### Information shown

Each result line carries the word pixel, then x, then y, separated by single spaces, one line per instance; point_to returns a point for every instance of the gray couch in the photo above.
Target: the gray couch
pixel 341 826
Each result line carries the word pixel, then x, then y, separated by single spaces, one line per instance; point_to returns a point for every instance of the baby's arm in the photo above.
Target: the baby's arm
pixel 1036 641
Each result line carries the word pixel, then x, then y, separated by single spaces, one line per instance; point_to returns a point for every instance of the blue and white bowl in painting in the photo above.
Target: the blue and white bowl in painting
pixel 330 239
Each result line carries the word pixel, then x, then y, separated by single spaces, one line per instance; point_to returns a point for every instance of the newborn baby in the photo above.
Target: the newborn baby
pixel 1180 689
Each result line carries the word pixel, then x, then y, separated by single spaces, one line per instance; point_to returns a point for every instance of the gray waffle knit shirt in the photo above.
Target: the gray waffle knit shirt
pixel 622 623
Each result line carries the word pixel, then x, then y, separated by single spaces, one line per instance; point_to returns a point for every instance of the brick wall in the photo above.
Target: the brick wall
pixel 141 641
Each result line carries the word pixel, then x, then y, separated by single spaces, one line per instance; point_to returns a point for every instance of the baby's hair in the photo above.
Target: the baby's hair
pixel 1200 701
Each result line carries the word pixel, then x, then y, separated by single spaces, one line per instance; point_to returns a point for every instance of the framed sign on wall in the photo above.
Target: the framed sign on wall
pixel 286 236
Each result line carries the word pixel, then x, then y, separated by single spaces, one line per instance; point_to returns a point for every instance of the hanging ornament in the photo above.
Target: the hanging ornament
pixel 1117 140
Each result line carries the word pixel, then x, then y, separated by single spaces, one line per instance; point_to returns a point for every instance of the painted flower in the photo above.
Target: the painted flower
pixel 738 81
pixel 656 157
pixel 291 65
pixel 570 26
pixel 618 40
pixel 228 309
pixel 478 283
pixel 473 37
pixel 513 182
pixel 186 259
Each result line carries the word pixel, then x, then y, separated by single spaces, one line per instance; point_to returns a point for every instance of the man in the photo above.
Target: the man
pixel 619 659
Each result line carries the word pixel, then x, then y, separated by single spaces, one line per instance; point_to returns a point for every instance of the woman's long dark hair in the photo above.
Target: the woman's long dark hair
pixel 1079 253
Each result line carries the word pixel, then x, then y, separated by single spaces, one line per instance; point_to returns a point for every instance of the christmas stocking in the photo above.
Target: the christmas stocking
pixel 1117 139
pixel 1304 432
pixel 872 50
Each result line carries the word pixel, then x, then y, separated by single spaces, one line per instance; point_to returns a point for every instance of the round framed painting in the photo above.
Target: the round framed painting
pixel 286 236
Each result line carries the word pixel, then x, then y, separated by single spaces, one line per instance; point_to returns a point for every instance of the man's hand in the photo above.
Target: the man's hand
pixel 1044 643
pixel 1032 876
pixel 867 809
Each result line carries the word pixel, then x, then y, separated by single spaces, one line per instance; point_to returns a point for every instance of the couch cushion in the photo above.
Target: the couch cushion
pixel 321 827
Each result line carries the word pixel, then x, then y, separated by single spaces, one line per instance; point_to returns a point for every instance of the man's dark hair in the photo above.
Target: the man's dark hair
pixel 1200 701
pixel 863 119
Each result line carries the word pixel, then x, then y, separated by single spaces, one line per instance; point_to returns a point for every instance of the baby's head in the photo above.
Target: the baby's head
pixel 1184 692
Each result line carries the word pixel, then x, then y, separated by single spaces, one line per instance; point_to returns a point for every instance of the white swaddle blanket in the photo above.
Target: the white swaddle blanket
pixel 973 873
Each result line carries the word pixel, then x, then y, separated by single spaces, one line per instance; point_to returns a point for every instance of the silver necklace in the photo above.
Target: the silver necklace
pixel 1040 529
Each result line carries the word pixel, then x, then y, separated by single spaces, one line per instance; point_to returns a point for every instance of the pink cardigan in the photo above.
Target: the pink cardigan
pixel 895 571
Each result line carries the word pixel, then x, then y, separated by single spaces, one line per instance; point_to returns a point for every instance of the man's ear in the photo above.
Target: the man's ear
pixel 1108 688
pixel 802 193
---
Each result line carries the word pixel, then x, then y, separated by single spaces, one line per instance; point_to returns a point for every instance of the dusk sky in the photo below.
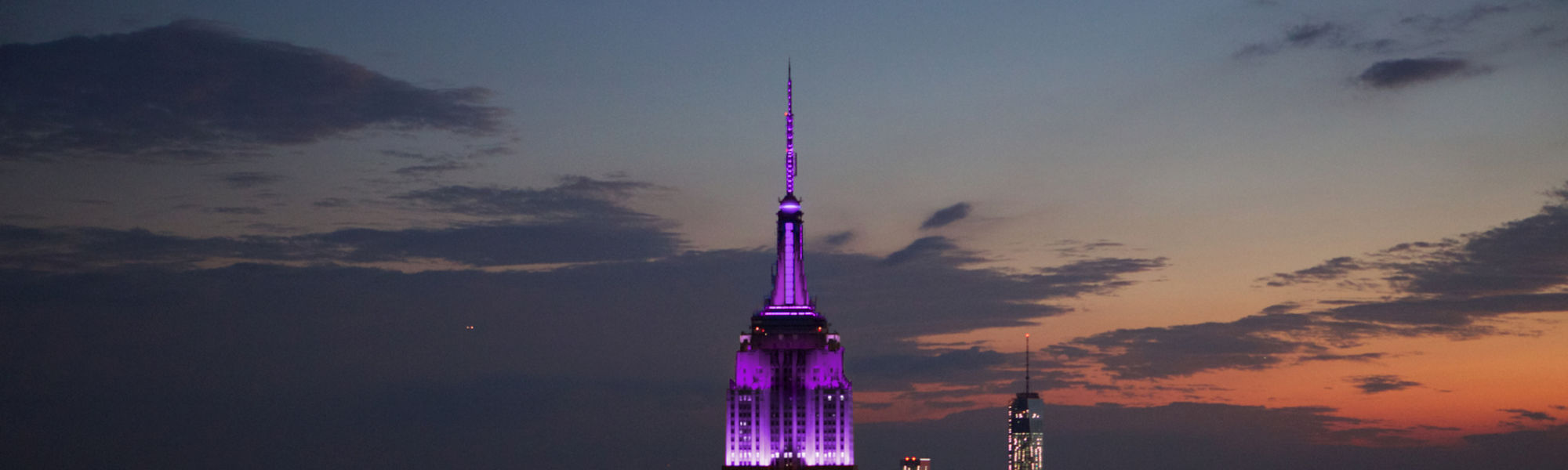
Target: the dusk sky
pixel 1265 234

### Work to be completed
Please rename "hanging ornament" to "glass ornament" in the lines from the one containing "ornament in the photo above." through the one containing "pixel 1117 140", inclusive. Return only those lines, with nothing else changed.

### Solved exercise
Each result line carries the word pixel, then x, then y, separated by single spaces, one line per instance; point_to returns a point for every instance of the glass ornament in the photo above.
Target: the glass ornament
pixel 1117 140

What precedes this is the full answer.